◆ Passage sélectionné
Considérations asiatiques

22 Juin 2010 , Rédigé par Frédéric Delorca Publié dans #Le monde autour de nous

Un lecteur de Kumagaya, au Japon, a lu ce blog deux fois hier, à 19 h 15 et 20 h 58... quel mot clé l'y a conduit ? Deleuze ? Freud ? Je me souviens qu'une certaine intelligentsia japonaise des années 1990 était imbattable sur la philosophie française. Connaissez-vous L'Ecole de la chair de Mishima ? quel portrait extraordinaire de la jeunesse japonaise occidentalisée (sans être pour autant acculturée) ! C'était la génération des années 60, et cependant on ne peut s'empêcher d'y penser quand on songe à l'occidentalophilie japonaise contemporaine. Etrange pays qui aujourd'hui peut connaître des crises internes pour des affaires de bases miitaires étatsuniennes, et qui, cependant, ne secouera pas avant longtemps le joug washingtonien, en tout cas pas comme le font les Turcs aujourd'hui...

◆ Données fournies
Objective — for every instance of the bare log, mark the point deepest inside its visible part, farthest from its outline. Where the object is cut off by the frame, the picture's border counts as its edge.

◆ Énoncé de l'exercice
Imprimez sans la moindre modification la partie du passage sélectionné qui va de « Un lecteur de » à « les Turcs aujourd'hui... ».

◆ Résultat
Un lecteur de Kumagaya, au Japon, a lu ce blog deux fois hier, à 19 h 15 et 20 h 58... quel mot clé l'y a conduit ? Deleuze ? Freud ? Je me souviens qu'une certaine intelligentsia japonaise des années 1990 était imbattable sur la philosophie française. Connaissez-vous L'Ecole de la chair de Mishima ? quel portrait extraordinaire de la jeunesse japonaise occidentalisée (sans être pour autant acculturée) ! C'était la génération des années 60, et cependant on ne peut s'empêcher d'y penser quand on songe à l'occidentalophilie japonaise contemporaine. Etrange pays qui aujourd'hui peut connaître des crises internes pour des affaires de bases miitaires étatsuniennes, et qui, cependant, ne secouera pas avant longtemps le joug washingtonien, en tout cas pas comme le font les Turcs aujourd'hui...